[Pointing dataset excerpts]
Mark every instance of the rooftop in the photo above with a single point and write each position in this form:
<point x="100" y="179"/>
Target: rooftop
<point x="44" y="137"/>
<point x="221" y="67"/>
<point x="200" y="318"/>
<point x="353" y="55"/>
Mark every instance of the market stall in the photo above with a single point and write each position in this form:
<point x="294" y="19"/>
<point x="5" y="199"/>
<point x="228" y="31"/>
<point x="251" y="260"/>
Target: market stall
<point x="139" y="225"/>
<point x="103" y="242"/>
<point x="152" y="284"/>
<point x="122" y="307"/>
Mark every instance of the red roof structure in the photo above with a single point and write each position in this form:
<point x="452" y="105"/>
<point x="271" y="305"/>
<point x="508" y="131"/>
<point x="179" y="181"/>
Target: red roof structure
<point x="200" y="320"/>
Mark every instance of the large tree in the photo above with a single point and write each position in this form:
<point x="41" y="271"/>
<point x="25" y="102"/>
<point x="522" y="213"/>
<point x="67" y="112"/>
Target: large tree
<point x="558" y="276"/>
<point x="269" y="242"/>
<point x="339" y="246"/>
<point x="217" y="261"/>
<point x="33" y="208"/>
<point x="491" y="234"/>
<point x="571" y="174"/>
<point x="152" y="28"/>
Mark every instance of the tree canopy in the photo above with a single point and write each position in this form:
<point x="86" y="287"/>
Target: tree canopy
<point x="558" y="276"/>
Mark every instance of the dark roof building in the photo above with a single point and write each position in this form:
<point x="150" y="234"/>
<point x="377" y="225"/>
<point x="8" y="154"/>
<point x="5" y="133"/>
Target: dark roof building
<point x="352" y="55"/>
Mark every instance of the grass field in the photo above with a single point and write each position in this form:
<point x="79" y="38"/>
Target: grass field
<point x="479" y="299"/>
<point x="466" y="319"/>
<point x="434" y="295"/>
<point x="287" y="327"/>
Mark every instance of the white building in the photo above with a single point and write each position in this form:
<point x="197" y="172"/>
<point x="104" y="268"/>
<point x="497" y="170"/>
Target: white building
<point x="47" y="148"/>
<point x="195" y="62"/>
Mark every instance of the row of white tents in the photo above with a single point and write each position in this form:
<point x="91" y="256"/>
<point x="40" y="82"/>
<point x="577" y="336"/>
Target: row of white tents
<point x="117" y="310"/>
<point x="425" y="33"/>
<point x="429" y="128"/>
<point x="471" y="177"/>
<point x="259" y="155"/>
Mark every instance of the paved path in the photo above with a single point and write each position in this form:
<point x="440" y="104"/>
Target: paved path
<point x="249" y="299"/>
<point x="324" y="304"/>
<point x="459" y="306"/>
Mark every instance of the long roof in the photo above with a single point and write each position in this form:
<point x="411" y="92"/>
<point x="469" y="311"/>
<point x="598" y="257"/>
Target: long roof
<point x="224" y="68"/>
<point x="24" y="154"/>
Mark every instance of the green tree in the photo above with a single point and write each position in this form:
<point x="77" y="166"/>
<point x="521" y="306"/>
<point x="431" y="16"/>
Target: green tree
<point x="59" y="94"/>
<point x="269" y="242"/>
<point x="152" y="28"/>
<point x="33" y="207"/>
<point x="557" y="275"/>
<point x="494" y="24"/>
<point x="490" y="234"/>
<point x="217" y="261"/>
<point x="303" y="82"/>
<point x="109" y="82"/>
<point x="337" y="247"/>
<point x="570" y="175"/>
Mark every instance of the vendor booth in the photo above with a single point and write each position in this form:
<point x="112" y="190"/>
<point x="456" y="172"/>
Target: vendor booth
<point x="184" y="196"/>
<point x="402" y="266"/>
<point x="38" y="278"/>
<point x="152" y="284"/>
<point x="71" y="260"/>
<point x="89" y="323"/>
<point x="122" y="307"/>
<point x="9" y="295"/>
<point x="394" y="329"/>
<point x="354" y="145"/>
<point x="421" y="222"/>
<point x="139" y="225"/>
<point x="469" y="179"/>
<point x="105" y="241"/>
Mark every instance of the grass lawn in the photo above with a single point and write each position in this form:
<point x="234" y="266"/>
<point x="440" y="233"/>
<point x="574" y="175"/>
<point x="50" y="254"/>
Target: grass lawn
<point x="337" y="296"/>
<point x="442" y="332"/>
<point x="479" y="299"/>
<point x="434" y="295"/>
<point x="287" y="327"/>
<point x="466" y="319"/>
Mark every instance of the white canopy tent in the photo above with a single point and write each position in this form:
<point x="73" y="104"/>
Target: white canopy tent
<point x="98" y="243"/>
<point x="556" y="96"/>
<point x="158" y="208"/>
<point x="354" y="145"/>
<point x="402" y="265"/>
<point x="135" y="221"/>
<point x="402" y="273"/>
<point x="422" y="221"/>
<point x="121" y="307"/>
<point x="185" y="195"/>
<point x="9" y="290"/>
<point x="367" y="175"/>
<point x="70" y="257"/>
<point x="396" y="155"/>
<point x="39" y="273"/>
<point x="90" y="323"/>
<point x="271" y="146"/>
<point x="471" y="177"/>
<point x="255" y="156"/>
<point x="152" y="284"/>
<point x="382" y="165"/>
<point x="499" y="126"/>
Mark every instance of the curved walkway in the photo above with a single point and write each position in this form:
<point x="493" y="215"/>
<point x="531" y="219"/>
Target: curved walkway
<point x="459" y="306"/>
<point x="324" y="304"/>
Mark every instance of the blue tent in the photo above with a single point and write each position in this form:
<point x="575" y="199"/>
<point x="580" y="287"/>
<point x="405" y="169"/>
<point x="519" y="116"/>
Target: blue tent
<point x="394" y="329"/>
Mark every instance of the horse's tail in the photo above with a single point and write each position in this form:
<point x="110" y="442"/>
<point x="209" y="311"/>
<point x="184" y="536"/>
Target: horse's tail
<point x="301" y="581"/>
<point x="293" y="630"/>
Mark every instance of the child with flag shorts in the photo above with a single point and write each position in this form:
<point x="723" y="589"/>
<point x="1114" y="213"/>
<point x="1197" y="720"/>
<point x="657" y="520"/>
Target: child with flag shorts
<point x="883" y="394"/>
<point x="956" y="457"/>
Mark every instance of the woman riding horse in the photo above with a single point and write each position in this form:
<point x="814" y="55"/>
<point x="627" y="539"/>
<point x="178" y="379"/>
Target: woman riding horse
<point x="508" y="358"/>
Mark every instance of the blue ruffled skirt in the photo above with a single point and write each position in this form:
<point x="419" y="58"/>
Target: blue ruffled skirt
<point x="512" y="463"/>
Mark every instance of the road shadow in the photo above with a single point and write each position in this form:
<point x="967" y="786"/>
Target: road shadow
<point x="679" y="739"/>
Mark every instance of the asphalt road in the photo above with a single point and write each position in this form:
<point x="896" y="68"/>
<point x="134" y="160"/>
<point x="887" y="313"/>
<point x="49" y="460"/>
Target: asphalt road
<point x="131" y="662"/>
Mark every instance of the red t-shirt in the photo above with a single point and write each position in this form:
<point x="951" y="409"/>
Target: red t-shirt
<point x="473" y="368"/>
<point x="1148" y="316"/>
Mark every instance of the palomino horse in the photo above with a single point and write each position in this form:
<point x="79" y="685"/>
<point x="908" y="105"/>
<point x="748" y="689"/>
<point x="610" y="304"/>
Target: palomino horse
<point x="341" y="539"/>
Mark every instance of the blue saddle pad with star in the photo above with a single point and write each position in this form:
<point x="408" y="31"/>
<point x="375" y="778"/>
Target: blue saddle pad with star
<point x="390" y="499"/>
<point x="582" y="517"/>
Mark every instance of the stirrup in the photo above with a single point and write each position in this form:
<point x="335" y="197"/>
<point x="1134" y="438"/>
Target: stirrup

The problem:
Rewrite the data from the line that contains "Mark every instance of the blue saddle" through the end, substituting "bridle" for "stirrup" and keeping all else unchanged.

In response:
Mark every instance of the blue saddle pad with star in the photo above with a single point and write each position in this form:
<point x="408" y="31"/>
<point x="375" y="778"/>
Target: blue saddle pad with star
<point x="390" y="499"/>
<point x="582" y="517"/>
Mark every instance of the bridle in the photo above with a single point and write each position in this form:
<point x="335" y="197"/>
<point x="1134" y="438"/>
Target: bridle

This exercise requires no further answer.